### WHAT YOU SHOULD DO
Reproduce all of the listing below without alteration.

[Rows from a pointing dataset]
>> begin

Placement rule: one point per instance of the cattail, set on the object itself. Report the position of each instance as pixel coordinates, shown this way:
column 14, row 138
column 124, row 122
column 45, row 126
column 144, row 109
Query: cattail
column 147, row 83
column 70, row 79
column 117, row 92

>> end

### REPLY TO THE EXERCISE
Placement rule: one point per instance of the cattail, set on the object itself. Report the position of each instance as pixel coordinates, shown this way:
column 14, row 138
column 124, row 122
column 45, row 126
column 144, row 109
Query: cattail
column 147, row 83
column 70, row 79
column 117, row 92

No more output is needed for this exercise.